**Document text**
=======

Eilidh Mactaggart left her role as chief executive of the Scottish National Investment Bank (SNIB) abruptly on Friday, with no reason given.
When questioned on Tuesday about the move, Ms Forbes refused to say why as she sought to reassure MSPs that Ms Mactaggart’s successor would be agreed by ministers.
“I recognise that there is significant interest and questions around the chief executive’s resignation due to the seniority of her role and the importance of the SNIB to Scotland’s economy,” Ms Forbes said in response to a question by Scottish Tory finance spokeswoman Liz Smith.
“The reasons for the former chief executive’s resignation are a matter for her and the bank’s board.
“The board have kept ministers up to date with all matters relating to the chief executive and the executive team and board members will continue to provide strong leadership and direction for staff and bank clients.”
Pushed on the issue by Ms Smith – who asked if the Finance Secretary understood the need for “full transparency” given the significant public investment in the bank – Ms Forbes again refused to answer.
“I would echo the comments that Liz Smith has just quoted me on because since its launch, the bank has made significantly good progress,” she said.
The Finance Secretary added: “As I said already, I know there is public interest, there is political interest in answers and ensuring that there is transparency.
“I can say, once again, matters related to the former chief executive’s resignation from the bank are very much for the former chief executive and for the bank’s board.”

=======

**Data for analysis**
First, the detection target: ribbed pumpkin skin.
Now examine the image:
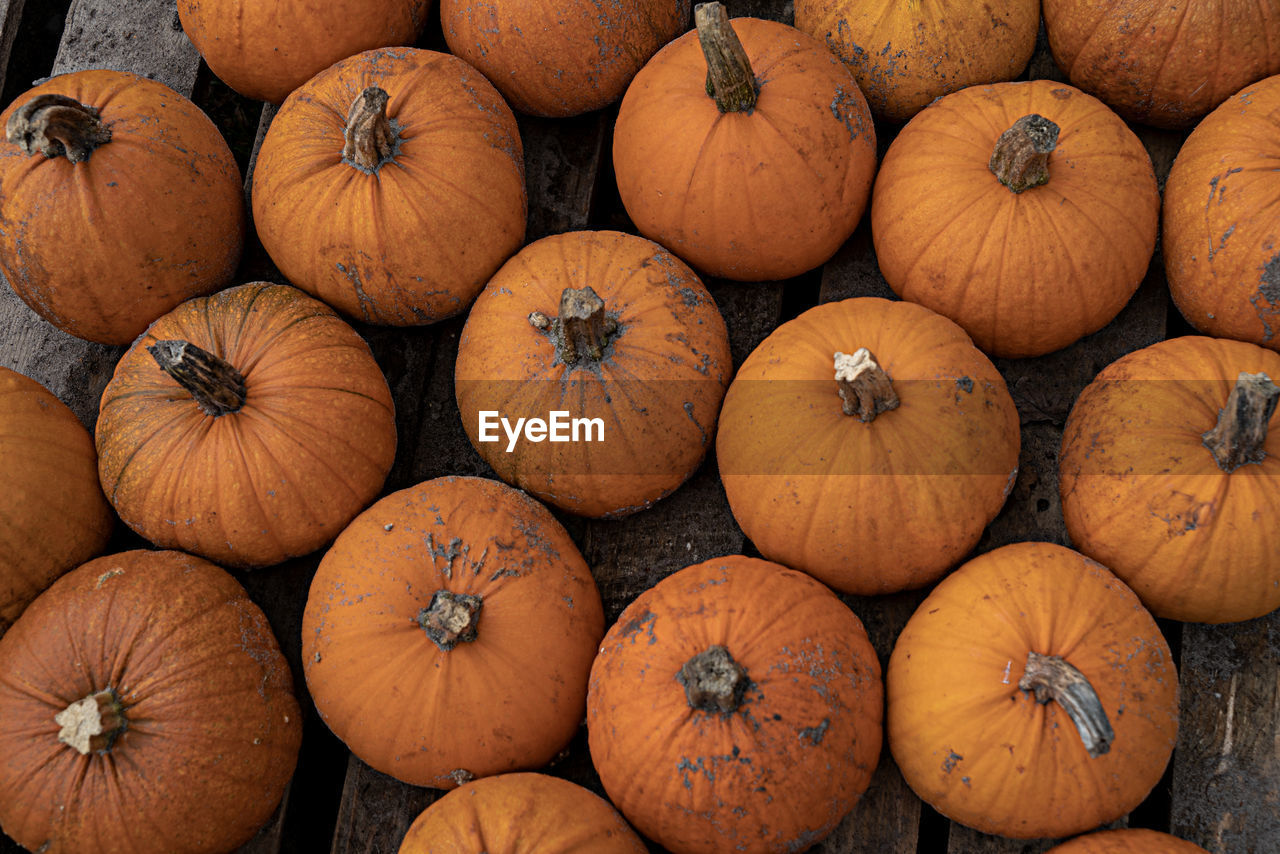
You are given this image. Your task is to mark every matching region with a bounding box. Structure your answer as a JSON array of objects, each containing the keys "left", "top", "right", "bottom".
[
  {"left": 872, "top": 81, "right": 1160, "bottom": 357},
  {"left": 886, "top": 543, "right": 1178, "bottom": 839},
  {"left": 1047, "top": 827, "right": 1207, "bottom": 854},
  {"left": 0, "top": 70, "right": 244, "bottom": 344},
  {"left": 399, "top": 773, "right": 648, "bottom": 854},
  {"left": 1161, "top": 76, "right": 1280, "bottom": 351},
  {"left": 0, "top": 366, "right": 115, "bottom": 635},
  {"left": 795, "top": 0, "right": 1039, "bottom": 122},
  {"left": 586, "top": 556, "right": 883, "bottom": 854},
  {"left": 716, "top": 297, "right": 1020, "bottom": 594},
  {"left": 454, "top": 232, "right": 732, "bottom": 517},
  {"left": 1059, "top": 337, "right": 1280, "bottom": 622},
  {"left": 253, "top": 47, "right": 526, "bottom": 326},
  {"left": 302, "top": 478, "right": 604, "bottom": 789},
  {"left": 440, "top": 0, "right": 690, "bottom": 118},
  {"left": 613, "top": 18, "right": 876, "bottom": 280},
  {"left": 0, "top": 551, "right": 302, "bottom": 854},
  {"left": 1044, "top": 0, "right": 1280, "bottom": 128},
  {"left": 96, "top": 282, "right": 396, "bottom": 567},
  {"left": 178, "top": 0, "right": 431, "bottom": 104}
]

=======

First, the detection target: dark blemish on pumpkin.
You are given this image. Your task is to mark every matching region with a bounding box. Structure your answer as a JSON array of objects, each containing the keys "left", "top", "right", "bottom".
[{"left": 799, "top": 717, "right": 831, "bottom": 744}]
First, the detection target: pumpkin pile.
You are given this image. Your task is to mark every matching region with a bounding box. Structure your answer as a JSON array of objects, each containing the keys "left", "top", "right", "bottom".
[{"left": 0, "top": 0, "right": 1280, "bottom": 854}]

=======

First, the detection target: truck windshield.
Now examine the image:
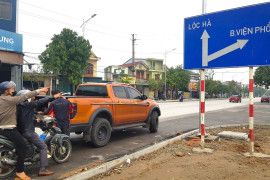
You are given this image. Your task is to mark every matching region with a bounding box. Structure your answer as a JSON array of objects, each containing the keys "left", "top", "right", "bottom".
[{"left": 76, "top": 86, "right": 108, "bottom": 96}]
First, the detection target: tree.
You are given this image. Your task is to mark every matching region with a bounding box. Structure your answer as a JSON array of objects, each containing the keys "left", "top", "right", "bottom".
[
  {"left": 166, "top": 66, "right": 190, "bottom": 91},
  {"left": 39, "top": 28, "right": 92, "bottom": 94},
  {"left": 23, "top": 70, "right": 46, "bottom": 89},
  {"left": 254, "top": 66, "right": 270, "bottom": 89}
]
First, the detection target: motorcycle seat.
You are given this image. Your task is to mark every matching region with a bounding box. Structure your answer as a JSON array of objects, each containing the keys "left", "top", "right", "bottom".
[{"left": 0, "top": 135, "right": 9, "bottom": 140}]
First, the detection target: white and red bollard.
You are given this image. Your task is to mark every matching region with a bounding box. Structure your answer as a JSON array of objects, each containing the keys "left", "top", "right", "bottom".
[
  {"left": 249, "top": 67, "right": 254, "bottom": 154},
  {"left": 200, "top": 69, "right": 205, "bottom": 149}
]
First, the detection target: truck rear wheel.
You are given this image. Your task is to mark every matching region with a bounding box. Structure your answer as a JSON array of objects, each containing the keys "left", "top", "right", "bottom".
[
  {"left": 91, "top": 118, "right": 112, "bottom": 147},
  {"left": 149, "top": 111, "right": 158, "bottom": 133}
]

=======

**Task prompt**
In the text about the bank chief executive's resignation, who did Ms Forbes say the reasons for the resignation are a matter for?

**Written response**
The former chief executive and the bank's board.